**** Extrait choisi

Vieil-Hesdin (Pas-de-Calais) : une ville médiévale et moderne au cœur d’un projet de recherche interdisciplinaire

Responsables : Mathieu Vivas (IRHiS, ULille), Adrien Bayard (CREHS, UArtois)


Du Xe siècle à juillet 1553, Hesdin – aujourd’hui Vieil-Hesdin – est un pôle urbain et économique florissant, un lieu artistiquement prospère et politiquement important (fig. 1). La ville se situe dans un comté aux mains des princes d’Artois – dont la plus célèbre reste indéniablement Mahaut – puis des ducs de Bourgogne, des rois de France ou de l’Empereur. Dans le nom de la commune actuelle, l’adjectif « vieil » témoigne du sort que Charles Quint a réservé à la ville après son siège de juillet 1553 : comme pour sa voisine Thérouanne, il commande sa destruction.

********
**** Données à utiliser

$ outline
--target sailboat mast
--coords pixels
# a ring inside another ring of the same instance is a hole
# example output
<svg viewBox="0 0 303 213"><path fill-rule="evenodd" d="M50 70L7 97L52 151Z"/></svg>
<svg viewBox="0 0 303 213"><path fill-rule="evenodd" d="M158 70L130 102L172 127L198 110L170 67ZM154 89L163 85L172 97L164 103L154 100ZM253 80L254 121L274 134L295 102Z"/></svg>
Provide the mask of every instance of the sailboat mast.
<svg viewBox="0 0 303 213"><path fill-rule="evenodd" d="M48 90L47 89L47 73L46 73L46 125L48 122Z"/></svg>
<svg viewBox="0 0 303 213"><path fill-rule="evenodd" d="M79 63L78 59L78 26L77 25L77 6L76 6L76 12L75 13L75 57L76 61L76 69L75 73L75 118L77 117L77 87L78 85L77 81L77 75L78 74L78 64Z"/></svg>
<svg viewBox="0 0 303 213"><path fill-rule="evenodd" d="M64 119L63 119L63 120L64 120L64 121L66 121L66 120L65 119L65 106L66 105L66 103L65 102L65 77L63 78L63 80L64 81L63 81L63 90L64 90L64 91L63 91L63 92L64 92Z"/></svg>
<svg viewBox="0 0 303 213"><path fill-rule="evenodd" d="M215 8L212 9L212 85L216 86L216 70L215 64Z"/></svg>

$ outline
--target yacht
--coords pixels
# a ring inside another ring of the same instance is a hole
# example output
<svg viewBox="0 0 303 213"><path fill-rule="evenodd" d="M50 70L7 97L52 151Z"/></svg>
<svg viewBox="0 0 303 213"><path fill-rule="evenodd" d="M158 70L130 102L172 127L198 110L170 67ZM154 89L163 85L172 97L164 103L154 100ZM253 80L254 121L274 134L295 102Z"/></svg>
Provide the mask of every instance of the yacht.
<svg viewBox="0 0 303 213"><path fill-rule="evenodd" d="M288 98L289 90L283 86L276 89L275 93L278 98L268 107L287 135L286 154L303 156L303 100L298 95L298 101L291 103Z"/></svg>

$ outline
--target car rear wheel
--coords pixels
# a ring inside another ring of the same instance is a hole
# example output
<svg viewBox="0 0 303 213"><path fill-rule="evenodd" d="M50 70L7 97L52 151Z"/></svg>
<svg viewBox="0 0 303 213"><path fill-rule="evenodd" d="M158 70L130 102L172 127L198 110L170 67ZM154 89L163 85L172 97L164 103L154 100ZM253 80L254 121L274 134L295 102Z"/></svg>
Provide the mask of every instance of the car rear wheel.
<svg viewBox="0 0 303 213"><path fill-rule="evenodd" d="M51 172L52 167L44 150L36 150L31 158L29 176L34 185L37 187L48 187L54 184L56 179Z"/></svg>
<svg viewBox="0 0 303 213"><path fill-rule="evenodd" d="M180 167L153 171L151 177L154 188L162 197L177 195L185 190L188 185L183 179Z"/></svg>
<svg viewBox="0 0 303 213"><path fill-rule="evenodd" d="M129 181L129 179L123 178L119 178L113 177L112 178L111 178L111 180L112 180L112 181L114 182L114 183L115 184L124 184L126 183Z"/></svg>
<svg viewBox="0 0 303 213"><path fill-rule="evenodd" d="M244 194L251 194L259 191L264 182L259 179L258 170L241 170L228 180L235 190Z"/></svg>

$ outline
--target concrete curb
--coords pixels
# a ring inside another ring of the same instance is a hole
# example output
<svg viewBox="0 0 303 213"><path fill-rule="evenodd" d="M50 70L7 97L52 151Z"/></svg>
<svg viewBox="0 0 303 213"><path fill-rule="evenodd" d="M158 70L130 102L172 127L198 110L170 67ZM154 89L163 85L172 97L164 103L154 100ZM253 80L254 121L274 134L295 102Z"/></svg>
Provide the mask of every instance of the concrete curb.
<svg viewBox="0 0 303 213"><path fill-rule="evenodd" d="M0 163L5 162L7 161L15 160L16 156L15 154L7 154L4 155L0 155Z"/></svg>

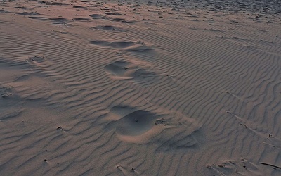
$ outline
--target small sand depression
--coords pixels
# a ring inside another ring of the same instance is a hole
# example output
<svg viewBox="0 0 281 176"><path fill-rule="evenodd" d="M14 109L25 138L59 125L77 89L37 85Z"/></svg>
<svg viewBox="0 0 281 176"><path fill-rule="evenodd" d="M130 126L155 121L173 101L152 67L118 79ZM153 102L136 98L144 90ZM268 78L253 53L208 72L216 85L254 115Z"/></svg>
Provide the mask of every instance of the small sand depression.
<svg viewBox="0 0 281 176"><path fill-rule="evenodd" d="M159 151L163 151L188 148L198 143L193 135L201 132L198 123L192 120L181 122L181 118L183 116L179 114L166 111L147 111L117 106L105 120L109 122L107 129L114 130L120 140L137 144L152 142L158 145Z"/></svg>
<svg viewBox="0 0 281 176"><path fill-rule="evenodd" d="M98 25L92 27L95 30L102 30L107 31L122 31L123 30L113 25Z"/></svg>
<svg viewBox="0 0 281 176"><path fill-rule="evenodd" d="M139 81L157 77L148 64L145 62L119 61L105 66L106 72L116 78L136 79Z"/></svg>
<svg viewBox="0 0 281 176"><path fill-rule="evenodd" d="M90 44L103 47L111 47L113 49L124 49L130 51L141 52L148 51L152 50L152 46L148 46L141 41L132 42L132 41L103 41L103 40L93 40L89 42Z"/></svg>

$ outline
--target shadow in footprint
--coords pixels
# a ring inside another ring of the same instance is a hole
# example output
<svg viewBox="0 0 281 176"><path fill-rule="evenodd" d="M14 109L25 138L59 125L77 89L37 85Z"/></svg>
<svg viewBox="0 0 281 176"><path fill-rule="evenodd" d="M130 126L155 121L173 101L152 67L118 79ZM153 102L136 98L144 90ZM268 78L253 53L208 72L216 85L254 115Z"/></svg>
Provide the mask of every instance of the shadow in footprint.
<svg viewBox="0 0 281 176"><path fill-rule="evenodd" d="M105 70L111 75L119 79L134 79L136 81L141 81L157 77L151 68L138 62L116 61L105 66Z"/></svg>
<svg viewBox="0 0 281 176"><path fill-rule="evenodd" d="M94 40L89 42L90 44L103 46L103 47L111 47L114 49L126 49L127 51L133 52L142 52L148 51L152 50L152 46L147 46L144 42L141 41L132 42L132 41L103 41L103 40Z"/></svg>
<svg viewBox="0 0 281 176"><path fill-rule="evenodd" d="M149 111L117 106L103 120L107 122L105 129L113 130L120 140L157 144L157 152L197 149L204 138L197 122L162 108Z"/></svg>

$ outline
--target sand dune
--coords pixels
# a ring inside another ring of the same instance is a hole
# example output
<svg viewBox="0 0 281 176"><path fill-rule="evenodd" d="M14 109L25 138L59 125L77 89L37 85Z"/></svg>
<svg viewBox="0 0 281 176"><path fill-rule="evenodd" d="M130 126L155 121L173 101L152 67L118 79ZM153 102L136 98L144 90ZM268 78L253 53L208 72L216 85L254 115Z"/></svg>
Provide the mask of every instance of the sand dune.
<svg viewBox="0 0 281 176"><path fill-rule="evenodd" d="M278 1L0 2L1 175L280 175Z"/></svg>

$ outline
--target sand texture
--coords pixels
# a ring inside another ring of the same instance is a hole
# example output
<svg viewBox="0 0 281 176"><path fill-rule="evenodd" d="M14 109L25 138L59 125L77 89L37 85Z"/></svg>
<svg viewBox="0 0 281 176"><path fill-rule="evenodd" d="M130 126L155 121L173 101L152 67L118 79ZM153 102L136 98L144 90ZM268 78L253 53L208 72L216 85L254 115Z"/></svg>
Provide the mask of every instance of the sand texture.
<svg viewBox="0 0 281 176"><path fill-rule="evenodd" d="M281 175L281 1L1 1L0 95L0 175Z"/></svg>

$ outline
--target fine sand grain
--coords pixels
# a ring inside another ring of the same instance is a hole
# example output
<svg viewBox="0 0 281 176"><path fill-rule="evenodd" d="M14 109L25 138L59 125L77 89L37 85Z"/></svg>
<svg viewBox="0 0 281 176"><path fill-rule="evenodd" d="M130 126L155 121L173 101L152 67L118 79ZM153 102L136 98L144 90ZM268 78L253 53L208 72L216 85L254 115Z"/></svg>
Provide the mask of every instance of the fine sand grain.
<svg viewBox="0 0 281 176"><path fill-rule="evenodd" d="M0 175L280 175L280 14L0 1Z"/></svg>

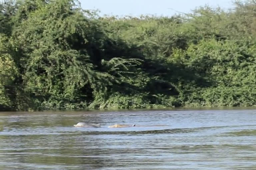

********

#### Travail demandé
(a) Filtrez les enregistrements ci-dessus en recopiant chaque ligne qui contient la chaîne « mask ». La casse doit être respectée.
(b) Donnez la suite du texte sur Vieil-Hesdin, en commençant juste après sa dernière phrase.

#### Réponses
(a)
Provide the mask of every instance of the sailboat mast.
Provide the mask of every instance of the yacht.
Provide the mask of every instance of the car rear wheel.
Provide the mask of every instance of the concrete curb.
Provide the mask of every instance of the small sand depression.
Provide the mask of every instance of the shadow in footprint.
Provide the mask of every instance of the sand dune.
Provide the mask of every instance of the sand texture.
Provide the mask of every instance of the fine sand grain.

(b)
Depuis 2019, la ville médiévale et moderne d’Hesdin – aujourd’hui Vieil-Hesdin – est au coeur d’une recherche interdisciplinaire. Depuis trois ans, elle bénéficie en effet d’étude archivistique (sources textuelles et iconographiques), d’un inventaire du mobilier mis au jour lors de fouilles déroulées dans les années 1970, de reconnaissances de vestiges sur le terrain, d’une prospection électromagnétique et d’un relevé topographique Lidar (fig. 2). Trois campagnes programmées de fouilles et d’observations archéologiques du bâti y ont également été réalisées (juillet et novembre 2021, juillet 2022), campagnes dirigées par Mathieu Vivas (UdL, IRHiS, IUF) et Adrien Bayard (Univ. d’Artois, CREHS) et auxquelles participent, chaque année, six à huit éudiantes et étudiants lillois et arrageois. Ce projet est financièrement soutenu par plusieurs institutions dont, entre autres, la DRAC Hauts-de-France et le Service Régional de l’Archéologie, la mairie de Vieil-Hesdin, les universités de Lille et d’Artois, le Centre de Recherche et d’Études Histoire et Sociétés (UR 4027) ainsi que l’Institut de Recherches Historiques du Septentrion (UMR 8529). Il fédère également plusieurs chercheuses et chercheurs issus principalement de ces établissements, mais également rattachés à l’Université Picardie Jules Verne ou au laboratoire Histoire, Archéologie et Littérature des Mondes Anciens (UMR 8164). Enfin, l’enceinte urbaine et le château intègrent les réflexions menées au sein du Projet Collectif de Recherches Places fortes des Hauts-de-France dirigé par Thomas Byhet-Bonvoisin (SRA).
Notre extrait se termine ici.